**THE PROBLEM:**
Retype every entry below exactly as it stands.

PROVIDED RECORDS Start Marker

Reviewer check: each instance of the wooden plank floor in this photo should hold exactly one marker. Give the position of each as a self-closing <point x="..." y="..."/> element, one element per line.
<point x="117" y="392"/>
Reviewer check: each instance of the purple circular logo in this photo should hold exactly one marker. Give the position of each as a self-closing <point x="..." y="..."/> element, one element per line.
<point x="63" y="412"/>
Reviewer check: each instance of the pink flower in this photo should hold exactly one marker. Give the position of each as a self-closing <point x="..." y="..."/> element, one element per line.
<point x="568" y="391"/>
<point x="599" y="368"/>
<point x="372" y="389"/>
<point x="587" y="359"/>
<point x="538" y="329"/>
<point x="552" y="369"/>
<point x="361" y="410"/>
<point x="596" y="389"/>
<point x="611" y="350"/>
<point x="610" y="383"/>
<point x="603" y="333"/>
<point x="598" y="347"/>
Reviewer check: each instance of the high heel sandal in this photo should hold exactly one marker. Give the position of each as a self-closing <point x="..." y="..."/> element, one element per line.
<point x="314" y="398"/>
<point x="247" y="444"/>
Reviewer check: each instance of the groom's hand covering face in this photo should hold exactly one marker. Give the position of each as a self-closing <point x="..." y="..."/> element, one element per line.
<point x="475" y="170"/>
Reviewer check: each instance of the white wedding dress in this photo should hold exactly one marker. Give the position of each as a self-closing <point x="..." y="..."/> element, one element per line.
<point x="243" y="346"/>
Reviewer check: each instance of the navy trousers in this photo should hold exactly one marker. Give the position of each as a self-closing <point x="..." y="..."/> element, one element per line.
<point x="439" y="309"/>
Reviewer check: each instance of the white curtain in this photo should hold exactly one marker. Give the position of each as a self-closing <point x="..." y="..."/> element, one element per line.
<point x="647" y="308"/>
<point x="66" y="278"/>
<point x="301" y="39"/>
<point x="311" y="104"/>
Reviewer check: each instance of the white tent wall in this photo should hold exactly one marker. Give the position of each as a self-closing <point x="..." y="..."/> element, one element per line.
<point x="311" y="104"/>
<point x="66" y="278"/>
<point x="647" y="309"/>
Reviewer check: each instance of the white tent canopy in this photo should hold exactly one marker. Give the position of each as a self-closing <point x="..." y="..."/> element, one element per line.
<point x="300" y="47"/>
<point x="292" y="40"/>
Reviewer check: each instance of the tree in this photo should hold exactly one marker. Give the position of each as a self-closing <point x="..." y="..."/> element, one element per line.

PROVIDED RECORDS End Marker

**EXERCISE SOLUTION:**
Reviewer check: each instance of the wooden plank floor in this photo should hold exactly one marker. Give the position of each as a self-closing <point x="..." y="..."/> element, one element per line.
<point x="117" y="392"/>
Reviewer check: each instance of the purple circular logo in this photo should hold exactly one marker. Give the position of each as a self-closing <point x="..." y="..."/> element, one element per line.
<point x="63" y="412"/>
Reviewer check: each instance of the pink flower in this photo should hold exactly one marker. Give the position of each as a self-closing <point x="..." y="..."/> element, one element per line.
<point x="568" y="391"/>
<point x="599" y="368"/>
<point x="372" y="389"/>
<point x="587" y="359"/>
<point x="538" y="329"/>
<point x="552" y="369"/>
<point x="361" y="410"/>
<point x="596" y="389"/>
<point x="611" y="350"/>
<point x="610" y="383"/>
<point x="603" y="333"/>
<point x="598" y="347"/>
Reviewer check: each instance of the high heel sandal in this photo should hold exactly one marker. Give the position of each as a self-closing <point x="..." y="..."/> element, one element per line.
<point x="314" y="398"/>
<point x="247" y="444"/>
Reviewer check: each instance of the groom's hand covering face in this photo should hold exactly one marker. Give the position of each as a self-closing <point x="..." y="..."/> element, one element per line.
<point x="475" y="170"/>
Reviewer check: each instance of the white wedding dress in this photo should hold exactly one marker. Give the position of each as a self-closing <point x="..." y="..."/> element, one element per line.
<point x="243" y="346"/>
Reviewer check: each instance of the navy trousers in this photo should hold exactly one marker. Give the position of each as a self-closing <point x="..." y="..."/> element, one element per line.
<point x="439" y="309"/>
Reviewer check: each instance of the white curtain in this photo should hold exactly one marker. Give the position of each as a self-closing <point x="..." y="..."/> element, one element per line.
<point x="647" y="308"/>
<point x="66" y="278"/>
<point x="301" y="39"/>
<point x="311" y="104"/>
Reviewer check: each instance of the white tent wall in this photo should hold exactly one marker. Give the position of each as a self-closing <point x="..." y="..."/> element, one element per line.
<point x="311" y="104"/>
<point x="66" y="278"/>
<point x="647" y="309"/>
Reviewer check: each instance of the white tent canopy in this photo should hold exactly one marker. Give the position of each as a self-closing <point x="..." y="..."/> element, one element per line.
<point x="300" y="47"/>
<point x="292" y="40"/>
Reviewer check: each instance of the tree in this photo should hold exactly one marker. Give the position of each as a self-closing <point x="..." y="..."/> element, one element per line.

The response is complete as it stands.